### The exercise
Select and copy every line of the records below that contains the string "screen".

### Dataset excerpts
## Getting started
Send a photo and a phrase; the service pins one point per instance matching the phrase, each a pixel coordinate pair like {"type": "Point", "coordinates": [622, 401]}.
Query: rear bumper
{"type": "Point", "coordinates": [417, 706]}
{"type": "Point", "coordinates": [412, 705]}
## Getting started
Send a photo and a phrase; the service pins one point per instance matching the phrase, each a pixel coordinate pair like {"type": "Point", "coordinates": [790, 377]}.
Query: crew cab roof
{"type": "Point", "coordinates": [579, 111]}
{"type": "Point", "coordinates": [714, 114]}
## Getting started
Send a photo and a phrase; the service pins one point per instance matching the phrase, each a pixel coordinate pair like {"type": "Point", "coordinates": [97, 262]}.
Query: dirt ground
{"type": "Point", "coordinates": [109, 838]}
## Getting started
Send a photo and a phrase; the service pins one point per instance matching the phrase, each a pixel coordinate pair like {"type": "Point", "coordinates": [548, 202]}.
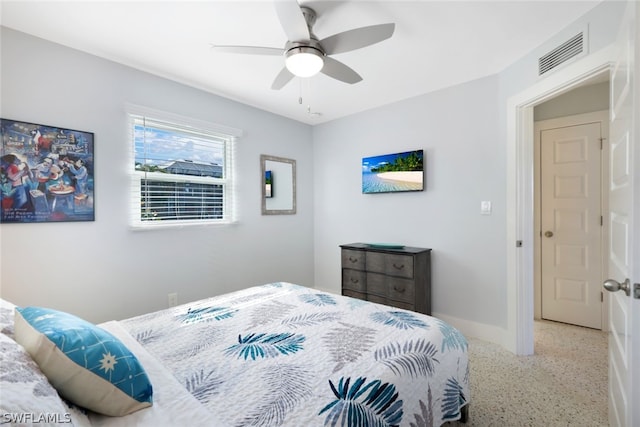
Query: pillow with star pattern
{"type": "Point", "coordinates": [86, 364]}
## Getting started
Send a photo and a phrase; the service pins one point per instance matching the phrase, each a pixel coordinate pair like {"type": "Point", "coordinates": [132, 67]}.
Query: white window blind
{"type": "Point", "coordinates": [182, 174]}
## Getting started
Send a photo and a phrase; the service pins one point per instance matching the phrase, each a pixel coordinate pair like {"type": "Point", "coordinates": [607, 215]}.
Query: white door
{"type": "Point", "coordinates": [570, 219]}
{"type": "Point", "coordinates": [624, 208]}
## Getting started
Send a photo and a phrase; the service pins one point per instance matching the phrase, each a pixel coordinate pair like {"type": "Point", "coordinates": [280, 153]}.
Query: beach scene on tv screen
{"type": "Point", "coordinates": [393, 172]}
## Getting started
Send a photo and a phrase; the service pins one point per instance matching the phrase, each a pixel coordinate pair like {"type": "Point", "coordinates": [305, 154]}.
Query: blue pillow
{"type": "Point", "coordinates": [86, 364]}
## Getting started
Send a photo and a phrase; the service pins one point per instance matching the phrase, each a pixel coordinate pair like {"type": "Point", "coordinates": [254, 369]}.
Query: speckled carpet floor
{"type": "Point", "coordinates": [563, 384]}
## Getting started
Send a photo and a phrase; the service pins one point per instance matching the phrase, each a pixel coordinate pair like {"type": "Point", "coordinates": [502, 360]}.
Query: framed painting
{"type": "Point", "coordinates": [390, 173]}
{"type": "Point", "coordinates": [46, 173]}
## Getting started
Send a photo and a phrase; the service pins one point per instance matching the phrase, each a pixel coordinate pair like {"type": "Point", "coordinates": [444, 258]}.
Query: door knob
{"type": "Point", "coordinates": [614, 286]}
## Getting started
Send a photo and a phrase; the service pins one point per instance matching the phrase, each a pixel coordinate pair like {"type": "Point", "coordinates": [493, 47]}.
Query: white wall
{"type": "Point", "coordinates": [464, 160]}
{"type": "Point", "coordinates": [103, 270]}
{"type": "Point", "coordinates": [463, 132]}
{"type": "Point", "coordinates": [582, 100]}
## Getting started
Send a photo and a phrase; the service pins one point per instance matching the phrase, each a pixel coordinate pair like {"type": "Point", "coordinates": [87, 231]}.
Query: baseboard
{"type": "Point", "coordinates": [477, 330]}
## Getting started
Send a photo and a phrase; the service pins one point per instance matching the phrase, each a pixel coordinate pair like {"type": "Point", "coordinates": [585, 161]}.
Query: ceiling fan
{"type": "Point", "coordinates": [304, 54]}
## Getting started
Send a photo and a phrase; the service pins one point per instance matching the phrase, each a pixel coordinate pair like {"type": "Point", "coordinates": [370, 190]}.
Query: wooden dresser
{"type": "Point", "coordinates": [397, 277]}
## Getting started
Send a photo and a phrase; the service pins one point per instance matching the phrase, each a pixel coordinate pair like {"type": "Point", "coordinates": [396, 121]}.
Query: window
{"type": "Point", "coordinates": [182, 172]}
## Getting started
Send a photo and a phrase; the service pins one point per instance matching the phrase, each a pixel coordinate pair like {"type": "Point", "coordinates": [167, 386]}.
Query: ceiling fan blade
{"type": "Point", "coordinates": [251, 50]}
{"type": "Point", "coordinates": [339, 71]}
{"type": "Point", "coordinates": [357, 38]}
{"type": "Point", "coordinates": [283, 77]}
{"type": "Point", "coordinates": [292, 20]}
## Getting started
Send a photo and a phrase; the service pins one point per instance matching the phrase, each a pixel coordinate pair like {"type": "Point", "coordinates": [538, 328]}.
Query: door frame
{"type": "Point", "coordinates": [568, 121]}
{"type": "Point", "coordinates": [520, 184]}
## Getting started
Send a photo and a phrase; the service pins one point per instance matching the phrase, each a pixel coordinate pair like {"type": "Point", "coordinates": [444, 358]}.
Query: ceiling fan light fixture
{"type": "Point", "coordinates": [304, 61]}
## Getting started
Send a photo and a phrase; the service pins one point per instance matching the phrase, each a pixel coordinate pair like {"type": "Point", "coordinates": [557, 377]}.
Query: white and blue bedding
{"type": "Point", "coordinates": [287, 355]}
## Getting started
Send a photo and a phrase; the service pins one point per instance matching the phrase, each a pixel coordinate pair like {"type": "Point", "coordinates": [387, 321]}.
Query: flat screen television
{"type": "Point", "coordinates": [390, 173]}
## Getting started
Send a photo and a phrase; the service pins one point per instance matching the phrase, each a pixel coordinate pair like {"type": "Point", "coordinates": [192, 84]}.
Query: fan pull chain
{"type": "Point", "coordinates": [300, 91]}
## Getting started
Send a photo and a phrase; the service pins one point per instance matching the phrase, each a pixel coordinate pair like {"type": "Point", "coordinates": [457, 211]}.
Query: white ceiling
{"type": "Point", "coordinates": [436, 44]}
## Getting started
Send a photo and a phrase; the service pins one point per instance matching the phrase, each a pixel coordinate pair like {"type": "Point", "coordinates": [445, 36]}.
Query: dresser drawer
{"type": "Point", "coordinates": [391, 264]}
{"type": "Point", "coordinates": [353, 259]}
{"type": "Point", "coordinates": [401, 289]}
{"type": "Point", "coordinates": [354, 280]}
{"type": "Point", "coordinates": [354, 294]}
{"type": "Point", "coordinates": [391, 287]}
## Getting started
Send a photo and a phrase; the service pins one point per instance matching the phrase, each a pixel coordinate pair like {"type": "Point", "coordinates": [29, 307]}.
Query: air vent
{"type": "Point", "coordinates": [567, 50]}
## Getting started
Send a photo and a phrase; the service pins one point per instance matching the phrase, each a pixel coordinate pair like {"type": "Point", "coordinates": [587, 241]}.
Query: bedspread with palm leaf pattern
{"type": "Point", "coordinates": [287, 355]}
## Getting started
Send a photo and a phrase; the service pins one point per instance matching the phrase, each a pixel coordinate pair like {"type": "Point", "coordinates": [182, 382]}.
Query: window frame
{"type": "Point", "coordinates": [230, 137]}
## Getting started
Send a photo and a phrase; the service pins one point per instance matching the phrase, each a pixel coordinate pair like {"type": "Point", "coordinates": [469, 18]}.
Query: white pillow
{"type": "Point", "coordinates": [86, 364]}
{"type": "Point", "coordinates": [27, 396]}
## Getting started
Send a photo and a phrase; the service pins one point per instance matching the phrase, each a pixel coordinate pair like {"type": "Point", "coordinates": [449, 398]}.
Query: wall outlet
{"type": "Point", "coordinates": [172, 299]}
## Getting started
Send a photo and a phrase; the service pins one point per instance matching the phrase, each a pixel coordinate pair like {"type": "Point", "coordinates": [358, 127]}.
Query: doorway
{"type": "Point", "coordinates": [570, 165]}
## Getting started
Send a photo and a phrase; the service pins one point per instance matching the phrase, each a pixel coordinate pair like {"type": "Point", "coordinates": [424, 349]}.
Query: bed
{"type": "Point", "coordinates": [284, 355]}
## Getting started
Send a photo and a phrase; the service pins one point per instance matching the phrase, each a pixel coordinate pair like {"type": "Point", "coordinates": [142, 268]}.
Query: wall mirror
{"type": "Point", "coordinates": [278, 181]}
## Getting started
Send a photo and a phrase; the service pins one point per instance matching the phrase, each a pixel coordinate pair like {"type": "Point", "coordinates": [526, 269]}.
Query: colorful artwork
{"type": "Point", "coordinates": [46, 173]}
{"type": "Point", "coordinates": [393, 172]}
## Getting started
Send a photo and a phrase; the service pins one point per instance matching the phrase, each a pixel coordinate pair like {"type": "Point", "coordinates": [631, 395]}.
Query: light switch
{"type": "Point", "coordinates": [485, 207]}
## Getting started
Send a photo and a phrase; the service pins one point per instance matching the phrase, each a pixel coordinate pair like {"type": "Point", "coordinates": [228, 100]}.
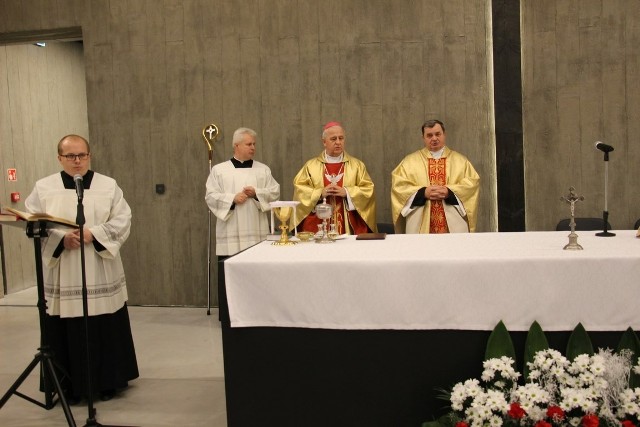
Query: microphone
{"type": "Point", "coordinates": [79, 186]}
{"type": "Point", "coordinates": [603, 147]}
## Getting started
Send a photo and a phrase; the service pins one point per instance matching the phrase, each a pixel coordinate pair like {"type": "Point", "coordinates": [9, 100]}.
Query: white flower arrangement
{"type": "Point", "coordinates": [588, 391]}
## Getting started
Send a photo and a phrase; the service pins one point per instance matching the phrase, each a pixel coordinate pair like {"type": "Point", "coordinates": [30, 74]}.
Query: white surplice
{"type": "Point", "coordinates": [247, 223]}
{"type": "Point", "coordinates": [108, 217]}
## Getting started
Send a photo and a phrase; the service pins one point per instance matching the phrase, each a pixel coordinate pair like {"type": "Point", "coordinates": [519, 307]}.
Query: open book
{"type": "Point", "coordinates": [20, 215]}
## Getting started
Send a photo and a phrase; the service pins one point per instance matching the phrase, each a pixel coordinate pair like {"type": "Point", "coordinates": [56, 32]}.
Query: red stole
{"type": "Point", "coordinates": [437, 176]}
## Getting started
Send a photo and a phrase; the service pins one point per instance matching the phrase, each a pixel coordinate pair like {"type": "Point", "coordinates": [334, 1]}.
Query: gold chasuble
{"type": "Point", "coordinates": [420, 169]}
{"type": "Point", "coordinates": [352, 174]}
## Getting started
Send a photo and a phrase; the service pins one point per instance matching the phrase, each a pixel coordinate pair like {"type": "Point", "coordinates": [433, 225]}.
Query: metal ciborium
{"type": "Point", "coordinates": [284, 215]}
{"type": "Point", "coordinates": [324, 212]}
{"type": "Point", "coordinates": [283, 211]}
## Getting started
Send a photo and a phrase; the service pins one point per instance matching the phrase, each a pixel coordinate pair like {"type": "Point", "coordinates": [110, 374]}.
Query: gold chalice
{"type": "Point", "coordinates": [284, 214]}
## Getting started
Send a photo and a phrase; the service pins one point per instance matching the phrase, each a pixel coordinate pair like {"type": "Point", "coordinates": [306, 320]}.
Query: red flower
{"type": "Point", "coordinates": [516, 412]}
{"type": "Point", "coordinates": [555, 413]}
{"type": "Point", "coordinates": [590, 421]}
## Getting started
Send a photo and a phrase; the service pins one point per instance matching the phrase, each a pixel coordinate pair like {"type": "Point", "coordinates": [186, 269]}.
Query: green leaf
{"type": "Point", "coordinates": [536, 341]}
{"type": "Point", "coordinates": [629, 341]}
{"type": "Point", "coordinates": [579, 343]}
{"type": "Point", "coordinates": [499, 343]}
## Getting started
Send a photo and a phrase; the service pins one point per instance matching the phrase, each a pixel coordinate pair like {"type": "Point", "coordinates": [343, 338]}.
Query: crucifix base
{"type": "Point", "coordinates": [573, 244]}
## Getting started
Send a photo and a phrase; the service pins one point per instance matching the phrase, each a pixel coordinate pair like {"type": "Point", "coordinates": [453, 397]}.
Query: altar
{"type": "Point", "coordinates": [365, 332]}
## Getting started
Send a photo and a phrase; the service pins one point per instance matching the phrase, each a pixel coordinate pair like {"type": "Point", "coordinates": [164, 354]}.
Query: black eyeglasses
{"type": "Point", "coordinates": [72, 157]}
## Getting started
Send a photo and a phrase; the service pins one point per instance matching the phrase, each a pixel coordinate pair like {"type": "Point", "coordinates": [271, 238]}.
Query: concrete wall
{"type": "Point", "coordinates": [158, 72]}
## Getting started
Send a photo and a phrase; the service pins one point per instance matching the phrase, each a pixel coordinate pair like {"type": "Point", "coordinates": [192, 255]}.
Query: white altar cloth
{"type": "Point", "coordinates": [451, 281]}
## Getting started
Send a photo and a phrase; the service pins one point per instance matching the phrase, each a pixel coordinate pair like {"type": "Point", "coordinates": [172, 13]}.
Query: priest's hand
{"type": "Point", "coordinates": [240, 198]}
{"type": "Point", "coordinates": [436, 192]}
{"type": "Point", "coordinates": [249, 191]}
{"type": "Point", "coordinates": [334, 190]}
{"type": "Point", "coordinates": [87, 234]}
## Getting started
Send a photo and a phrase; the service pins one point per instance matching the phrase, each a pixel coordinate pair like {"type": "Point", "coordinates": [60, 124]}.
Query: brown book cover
{"type": "Point", "coordinates": [20, 215]}
{"type": "Point", "coordinates": [371, 236]}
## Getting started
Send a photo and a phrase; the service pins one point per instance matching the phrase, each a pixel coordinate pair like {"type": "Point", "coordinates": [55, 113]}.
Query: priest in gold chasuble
{"type": "Point", "coordinates": [340, 178]}
{"type": "Point", "coordinates": [435, 189]}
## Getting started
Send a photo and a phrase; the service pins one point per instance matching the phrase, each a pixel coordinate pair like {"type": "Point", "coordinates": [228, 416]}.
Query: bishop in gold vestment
{"type": "Point", "coordinates": [340, 178]}
{"type": "Point", "coordinates": [435, 189]}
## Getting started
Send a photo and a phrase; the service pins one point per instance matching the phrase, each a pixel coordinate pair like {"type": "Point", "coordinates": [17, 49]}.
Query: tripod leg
{"type": "Point", "coordinates": [19, 381]}
{"type": "Point", "coordinates": [63, 400]}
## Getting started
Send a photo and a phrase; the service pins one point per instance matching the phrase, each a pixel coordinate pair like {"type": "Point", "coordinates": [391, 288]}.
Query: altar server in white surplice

### Worked solution
Query: beach scene on tv screen
Query: flat screen television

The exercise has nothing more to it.